━━━━━ TRECHO SELECIONADO

No ato (10) do trecho acima, ocorre a segunda embreagem mencionada. O advérbio amanhã indica que a ação de Crispim de derrubar sua própria casa poderá ocorrer no futuro. No sistema enunciativo, a posterioridade é expressa pelo futuro do presente (poderá) e não pelo presente (pode). Mas, neutralizando os termos posterioridade-concomitância, o personagem expressa a certeza da ação futura11 11 Nesse trecho, essa certeza é atenuada pelo verbo auxiliar modal pode. .

Já as embreagens enuncivas ocorrem em menor quantidade, mas são mais variadas, já que o resultado da neutralização não é apenas um tempo verbal. É o que se verifica na tabela 512 12 Na tabela, as abreviaturas correspondem a estas formas verbais: futuro do pretérito (FPt), futuro do pretérito composto (FPtC), presente (P), pretérito imperfeito (PI), pretérito-mais-que-perfeito (PMP), pretérito-mais-que-perfeito composto (PMPC), pretérito perfeito 1 (PP1), pretérito perfeito 2 (PP2). .

Nas embreagens enuncivas identificadas no corpus, o resultado são formas verbais no pretérito imperfeito, no pretérito mais-que-perfeito simples e composto e no futuro do pretérito simples e composto.

Nas embreagens em que o imperfeito (concomitância no subsistema enuncivo da anterioridade) substitui o presente (concomitância no sistema enunciativo), cria-se um efeito de sentido de irrealidade ou de que os acontecimentos são hipotéticos (FIORIN, 2010, p 208-209), como neste trecho:

(03)

(06) Nos últimos anos, porém, (07) as praias cariocas tornaram-se [PP1] lugares quase intransitáveis. (08) Não apenas porque há [P] mais gente. (09) O maior tumulto é [P] provocado pela turba de barraqueiros, camelôs e flanelinhas que tomou [PP1] conta do pedaço. (10) A ideia de que a orla do Rio era [PI/P] um espaço de convivência extremamente democrático serviu [PP1] apenas como pretexto para a falta de organização. (11) A baderna se espalhou [PP1].

No ato (10), a ideia de que a orla das praias é um espaço de convivência democrático prevalece no momento de referência presente, já que ainda nesse momento "há mais gente nas praias" e não houve menção por parte do jornalista de tomada de medida que mudasse a situação. Entretanto, ao empregar era para sinalizar a concomitância com o momento presente, o jornalista cria o efeito de sentido de que essa ideia da democracia das praias cariocas é uma hipótese.

━━━━━━━━━━

ENUNCIADO DA TAREFA - Escreva a continuação do trecho sobre embreagens enuncivas e tempos verbais, começando logo depois da última frase.

━━━━━ AMOSTRAS DO MATERIAL

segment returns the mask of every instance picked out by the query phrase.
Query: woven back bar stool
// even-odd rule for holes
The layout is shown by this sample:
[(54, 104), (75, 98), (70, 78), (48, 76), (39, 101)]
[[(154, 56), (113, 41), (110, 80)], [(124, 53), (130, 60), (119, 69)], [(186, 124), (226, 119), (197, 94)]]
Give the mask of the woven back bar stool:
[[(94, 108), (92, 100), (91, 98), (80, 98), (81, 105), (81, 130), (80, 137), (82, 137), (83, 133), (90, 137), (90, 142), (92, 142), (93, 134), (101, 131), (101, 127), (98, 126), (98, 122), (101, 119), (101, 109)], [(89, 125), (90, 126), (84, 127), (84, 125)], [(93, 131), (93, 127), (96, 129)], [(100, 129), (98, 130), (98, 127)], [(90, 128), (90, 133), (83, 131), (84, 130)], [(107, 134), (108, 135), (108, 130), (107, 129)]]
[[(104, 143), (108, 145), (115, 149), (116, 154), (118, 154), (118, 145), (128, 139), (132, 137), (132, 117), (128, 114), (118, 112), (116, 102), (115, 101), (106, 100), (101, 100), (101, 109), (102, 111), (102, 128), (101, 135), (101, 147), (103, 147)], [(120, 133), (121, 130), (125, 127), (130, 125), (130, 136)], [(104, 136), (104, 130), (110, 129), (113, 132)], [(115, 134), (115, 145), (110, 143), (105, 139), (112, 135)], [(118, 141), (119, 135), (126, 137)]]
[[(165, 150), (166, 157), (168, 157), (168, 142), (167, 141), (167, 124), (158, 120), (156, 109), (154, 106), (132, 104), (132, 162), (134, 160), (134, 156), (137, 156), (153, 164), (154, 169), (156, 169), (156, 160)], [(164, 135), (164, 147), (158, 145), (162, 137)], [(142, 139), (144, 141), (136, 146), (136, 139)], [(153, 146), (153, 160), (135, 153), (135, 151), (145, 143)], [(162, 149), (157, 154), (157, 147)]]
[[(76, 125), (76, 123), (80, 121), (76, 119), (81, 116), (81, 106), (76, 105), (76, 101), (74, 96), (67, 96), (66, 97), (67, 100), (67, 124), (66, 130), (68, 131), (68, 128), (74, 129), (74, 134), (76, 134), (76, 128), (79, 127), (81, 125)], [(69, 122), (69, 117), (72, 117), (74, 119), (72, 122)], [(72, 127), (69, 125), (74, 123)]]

━━━━━━━━━━
━━━━━ AMOSTRAS DO MATERIAL

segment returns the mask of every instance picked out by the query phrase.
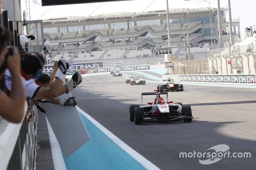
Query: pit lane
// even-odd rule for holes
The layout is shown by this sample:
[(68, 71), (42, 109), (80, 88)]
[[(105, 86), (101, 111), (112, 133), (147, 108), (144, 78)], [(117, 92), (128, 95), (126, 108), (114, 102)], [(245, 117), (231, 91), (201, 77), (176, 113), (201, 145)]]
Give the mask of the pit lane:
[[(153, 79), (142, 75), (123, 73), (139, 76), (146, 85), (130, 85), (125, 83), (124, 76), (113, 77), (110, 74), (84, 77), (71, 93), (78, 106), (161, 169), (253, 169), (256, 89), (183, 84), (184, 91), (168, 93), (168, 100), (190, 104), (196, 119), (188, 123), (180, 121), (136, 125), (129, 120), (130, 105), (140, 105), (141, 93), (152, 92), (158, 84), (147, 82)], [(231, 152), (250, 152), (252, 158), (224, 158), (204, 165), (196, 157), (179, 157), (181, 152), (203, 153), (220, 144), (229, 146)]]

━━━━━━━━━━
━━━━━ AMOSTRAS DO MATERIAL

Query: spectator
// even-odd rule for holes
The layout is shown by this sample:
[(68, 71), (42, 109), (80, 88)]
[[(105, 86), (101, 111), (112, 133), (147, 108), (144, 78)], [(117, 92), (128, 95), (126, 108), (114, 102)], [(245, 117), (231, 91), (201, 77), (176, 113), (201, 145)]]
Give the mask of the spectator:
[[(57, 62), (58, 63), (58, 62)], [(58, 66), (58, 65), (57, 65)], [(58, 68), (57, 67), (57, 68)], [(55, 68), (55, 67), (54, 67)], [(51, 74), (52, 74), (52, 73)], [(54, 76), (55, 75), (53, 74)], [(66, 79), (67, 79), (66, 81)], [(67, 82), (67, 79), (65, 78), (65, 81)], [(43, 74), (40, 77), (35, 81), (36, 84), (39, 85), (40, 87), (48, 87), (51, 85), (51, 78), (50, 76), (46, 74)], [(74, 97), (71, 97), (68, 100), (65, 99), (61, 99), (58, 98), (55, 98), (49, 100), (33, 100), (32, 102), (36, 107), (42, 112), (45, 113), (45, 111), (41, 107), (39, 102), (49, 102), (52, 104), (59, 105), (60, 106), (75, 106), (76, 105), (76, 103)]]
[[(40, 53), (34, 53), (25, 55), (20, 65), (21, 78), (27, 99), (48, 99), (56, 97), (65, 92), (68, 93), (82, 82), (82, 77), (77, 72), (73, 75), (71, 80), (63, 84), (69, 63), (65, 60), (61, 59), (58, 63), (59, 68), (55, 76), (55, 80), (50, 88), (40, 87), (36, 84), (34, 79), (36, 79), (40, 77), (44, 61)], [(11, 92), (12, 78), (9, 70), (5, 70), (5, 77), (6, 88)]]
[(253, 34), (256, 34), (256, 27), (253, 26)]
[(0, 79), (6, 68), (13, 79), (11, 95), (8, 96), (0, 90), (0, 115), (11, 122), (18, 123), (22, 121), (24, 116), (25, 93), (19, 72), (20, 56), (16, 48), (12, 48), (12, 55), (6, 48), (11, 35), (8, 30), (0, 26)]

━━━━━━━━━━

RESULTADO DA TAREFA -
Nas embreagens em que o imperfeito substitui o futuro do pretérito (posterioridade no subsistema enuncivo da anterioridade), o efeito de sentido que se produz é outro. Agora o efeito é o de apresentar como inevitável um acontecimento previsto para o futuro (FIORIN, 2010, p. 202-203).

(04)

(01) Poucas horas depois, (02) as redes de tevê escancaravam [PI/FPt] para todo o Brasil que o absurdo da tortura não foi [PP1] uma exclusividade da ditadura e que suas vítimas não se resumem [P] à elite intelectual e política que hoje está [P] no poder.

A expressão Poucas horas depois indica a posterioridade do acontecimento escancarar em relação a um momento de referência pretérito mencionado no cotexto, que é o momento de uma reunião entre o então presidente Lula e ministros. No trecho acima, o jornalista expressa essa posterioridade com o pretérito imperfeito (escancaravam) e não com o futuro do pretérito (escancarariam), indicando a certeza e a inevitabilidade do acontecimento futuro.

Nas embreagens em que o imperfeito substitui o pretérito perfeito 1 (anterioridade no sistema enunciativo), estende-se a duração dos acontecimentos, o que permite mostrar que acontecimentos anteriores ao momento de referência presente foram percebidos como estáticos, duradouros e inacabados.

(05)

(27) Na semana passada, (28) cinco dias depois do temporal, (29) São Luiz ainda era [PI/PP1] só escombros. (30) Bujões de gás podiam ser [PI/PP1] vistos em cima de telhados (31) e carros se equilibravam [PI/PP1] por sobre os pedaços que haviam restado [PMPC/PP1] da igreja matriz (...).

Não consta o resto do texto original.